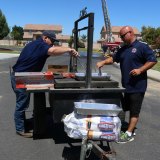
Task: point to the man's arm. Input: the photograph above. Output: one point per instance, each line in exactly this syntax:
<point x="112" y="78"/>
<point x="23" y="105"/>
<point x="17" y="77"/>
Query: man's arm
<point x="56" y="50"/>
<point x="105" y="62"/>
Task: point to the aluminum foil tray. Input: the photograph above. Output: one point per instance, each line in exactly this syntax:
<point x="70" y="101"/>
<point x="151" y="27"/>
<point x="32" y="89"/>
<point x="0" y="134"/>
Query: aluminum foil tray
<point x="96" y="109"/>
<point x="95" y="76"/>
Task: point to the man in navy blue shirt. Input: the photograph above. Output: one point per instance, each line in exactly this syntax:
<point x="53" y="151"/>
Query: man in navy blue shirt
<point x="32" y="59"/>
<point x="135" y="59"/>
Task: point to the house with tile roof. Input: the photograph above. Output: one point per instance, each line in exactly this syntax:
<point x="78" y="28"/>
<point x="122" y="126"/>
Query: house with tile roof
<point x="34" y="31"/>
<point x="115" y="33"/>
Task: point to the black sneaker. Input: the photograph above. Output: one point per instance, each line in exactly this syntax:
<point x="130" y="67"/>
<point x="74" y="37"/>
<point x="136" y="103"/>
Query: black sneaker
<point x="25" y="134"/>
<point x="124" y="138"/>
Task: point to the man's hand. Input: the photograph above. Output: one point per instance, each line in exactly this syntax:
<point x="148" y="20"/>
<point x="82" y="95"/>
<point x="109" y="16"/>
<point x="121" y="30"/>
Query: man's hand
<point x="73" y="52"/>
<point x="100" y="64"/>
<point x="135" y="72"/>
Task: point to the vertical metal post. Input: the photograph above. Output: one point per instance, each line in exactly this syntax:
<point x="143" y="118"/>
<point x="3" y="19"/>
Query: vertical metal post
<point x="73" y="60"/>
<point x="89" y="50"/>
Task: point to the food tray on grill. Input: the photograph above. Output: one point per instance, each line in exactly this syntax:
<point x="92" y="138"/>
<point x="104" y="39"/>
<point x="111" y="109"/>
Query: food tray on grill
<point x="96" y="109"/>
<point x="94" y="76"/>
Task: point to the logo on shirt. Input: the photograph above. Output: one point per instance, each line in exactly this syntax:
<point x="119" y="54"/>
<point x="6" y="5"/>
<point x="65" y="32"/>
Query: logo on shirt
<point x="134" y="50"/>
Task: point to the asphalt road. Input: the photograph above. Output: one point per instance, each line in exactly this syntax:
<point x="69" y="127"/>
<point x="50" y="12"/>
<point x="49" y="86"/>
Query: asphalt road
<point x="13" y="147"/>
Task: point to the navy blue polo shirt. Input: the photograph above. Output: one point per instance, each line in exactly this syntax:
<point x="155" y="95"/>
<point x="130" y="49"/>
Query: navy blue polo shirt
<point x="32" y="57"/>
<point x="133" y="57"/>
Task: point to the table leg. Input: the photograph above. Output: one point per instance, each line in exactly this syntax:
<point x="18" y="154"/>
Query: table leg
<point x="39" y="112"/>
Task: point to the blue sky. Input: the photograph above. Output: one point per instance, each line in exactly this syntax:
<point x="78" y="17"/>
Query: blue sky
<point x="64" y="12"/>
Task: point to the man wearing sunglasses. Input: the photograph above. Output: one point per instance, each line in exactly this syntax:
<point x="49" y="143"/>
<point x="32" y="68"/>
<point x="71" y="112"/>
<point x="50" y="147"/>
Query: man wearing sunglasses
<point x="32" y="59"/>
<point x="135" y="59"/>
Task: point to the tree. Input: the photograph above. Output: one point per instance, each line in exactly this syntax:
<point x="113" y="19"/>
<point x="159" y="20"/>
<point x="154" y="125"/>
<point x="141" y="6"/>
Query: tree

########################################

Copy out every line above word for word, leaving out the picture.

_WRITTEN SOLUTION_
Task: point to the man's arm. Input: the photograph above. Output: one point per instance, each line in exactly this syntax:
<point x="112" y="78"/>
<point x="23" y="105"/>
<point x="17" y="77"/>
Query: man's arm
<point x="56" y="50"/>
<point x="105" y="62"/>
Task: point to the aluminum foil tray. Input: the photograph above. Output: one point per instance, each line in exactly this syntax:
<point x="70" y="101"/>
<point x="151" y="27"/>
<point x="32" y="89"/>
<point x="0" y="134"/>
Query: aluminum foil tray
<point x="96" y="109"/>
<point x="95" y="76"/>
Task: point to the man in navy blue shirt. Input: the photograph above. Output: one point per instance, each line in exactly this syntax:
<point x="53" y="151"/>
Query: man in navy blue shirt
<point x="32" y="59"/>
<point x="135" y="59"/>
Task: point to the house with tile roof. Input: the photograph above. Output: one point per instance, each line in exactly this syntax:
<point x="78" y="28"/>
<point x="122" y="126"/>
Query: house with tile roof
<point x="34" y="31"/>
<point x="115" y="33"/>
Task: point to the black sneaker. Input: the photograph above. Output: one point per instance, each line in exactly this syntax:
<point x="130" y="67"/>
<point x="74" y="37"/>
<point x="136" y="103"/>
Query: black sneaker
<point x="25" y="134"/>
<point x="124" y="138"/>
Task: point to the man's hand. Input: the photograph above. Output: one point per instance, each line in exactly this syntax:
<point x="148" y="20"/>
<point x="82" y="95"/>
<point x="109" y="16"/>
<point x="121" y="30"/>
Query: man's hand
<point x="73" y="52"/>
<point x="100" y="64"/>
<point x="135" y="72"/>
Task: point to the vertical metal post. Input: the photograph above. Output: one point per instance, each line in exactly this syntax:
<point x="143" y="118"/>
<point x="3" y="19"/>
Query: vertical metal post
<point x="73" y="60"/>
<point x="89" y="50"/>
Task: point to the food tray on grill. Input: the photograph above. Output: one point per instance, each line in exactly this syntax:
<point x="92" y="138"/>
<point x="104" y="39"/>
<point x="111" y="109"/>
Query: food tray on grill
<point x="96" y="109"/>
<point x="94" y="76"/>
Task: point to the logo on shirt. Input: the photograph above. Output: one point per instance, each line in exactly this syntax:
<point x="119" y="54"/>
<point x="6" y="5"/>
<point x="65" y="32"/>
Query: logo on shirt
<point x="134" y="50"/>
Task: point to the asphalt road. Input: the photograph above. Output: one point per instance, each line in exactly this syntax:
<point x="69" y="127"/>
<point x="50" y="12"/>
<point x="49" y="86"/>
Query: asphalt road
<point x="13" y="147"/>
Task: point to the navy blue polo shirt. Input: the photograph above. Output: one point per instance, each line in exactly this syntax:
<point x="155" y="95"/>
<point x="130" y="49"/>
Query: navy blue polo shirt
<point x="32" y="57"/>
<point x="133" y="57"/>
Task: point to the table leg. Input: the photograph above. Output: one point per instance, each line in exactly this syntax:
<point x="18" y="154"/>
Query: table leg
<point x="39" y="112"/>
Task: point to the blue sky. Input: the photograph above. Output: one point per instance, each line in exactly this syntax:
<point x="78" y="17"/>
Query: blue sky
<point x="64" y="12"/>
Task: point to the man wearing sunglasses. Input: the photograph above. Output: one point per instance, each line in exactly this syntax:
<point x="49" y="143"/>
<point x="32" y="68"/>
<point x="71" y="112"/>
<point x="50" y="147"/>
Query: man wearing sunglasses
<point x="32" y="59"/>
<point x="135" y="59"/>
Task: point to the tree. Input: the photograph above. Output: one point per instance, each line in exactly this syntax:
<point x="113" y="19"/>
<point x="159" y="20"/>
<point x="154" y="125"/>
<point x="141" y="6"/>
Query: tree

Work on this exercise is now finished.